* The problem *
Substitute "road cone" for "traffic cone" throughout the rows below and write the lines out again with nothing else changed. Omit the pictures from your answer.

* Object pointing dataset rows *
----

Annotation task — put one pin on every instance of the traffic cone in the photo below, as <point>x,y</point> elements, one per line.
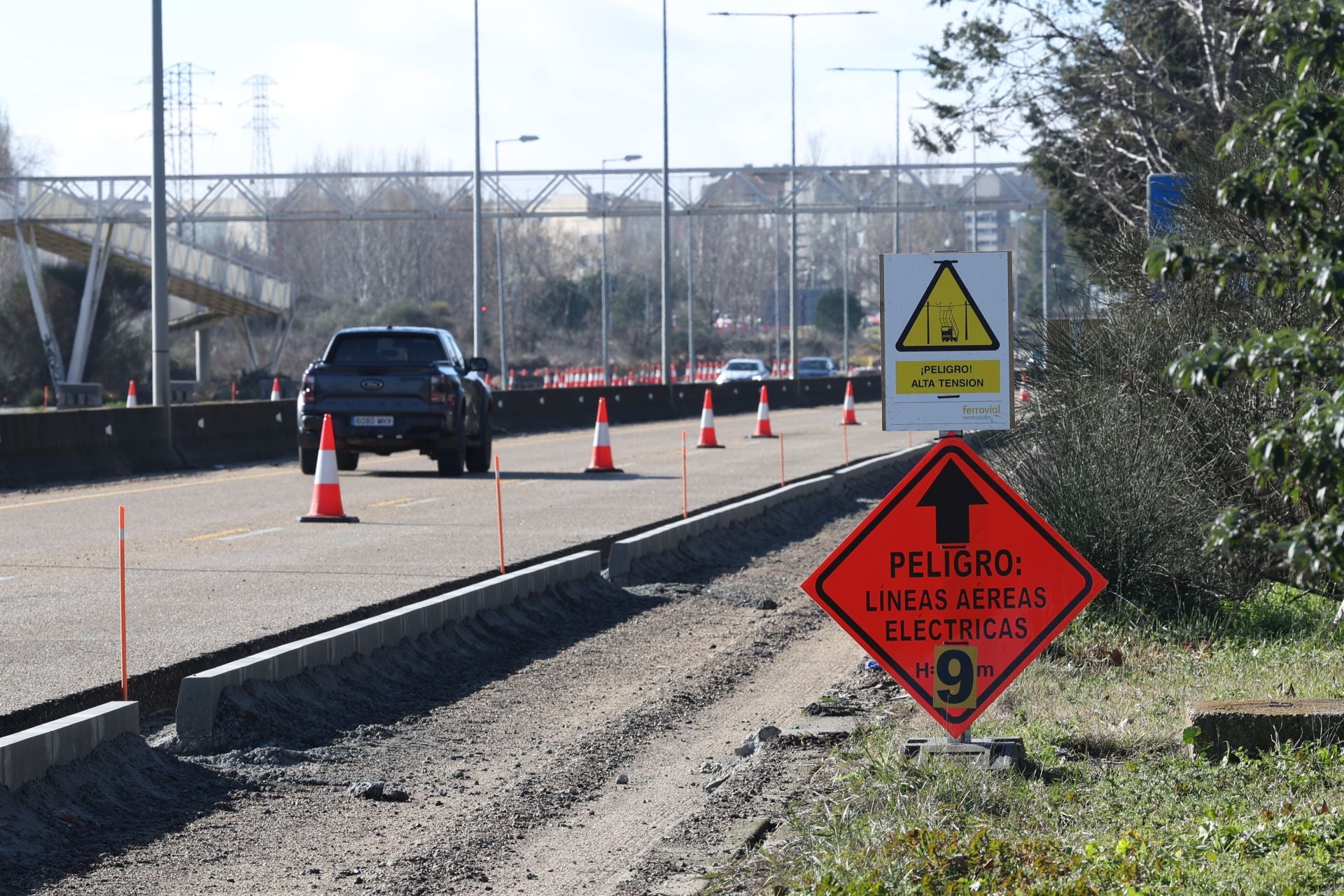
<point>327,507</point>
<point>848,419</point>
<point>707,438</point>
<point>764,418</point>
<point>601,461</point>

----

* Exercise answer *
Annotation task — put one pin on every instance of the road cone in the photo below, as <point>x,y</point> elements, one per line.
<point>327,507</point>
<point>848,419</point>
<point>707,438</point>
<point>764,418</point>
<point>601,461</point>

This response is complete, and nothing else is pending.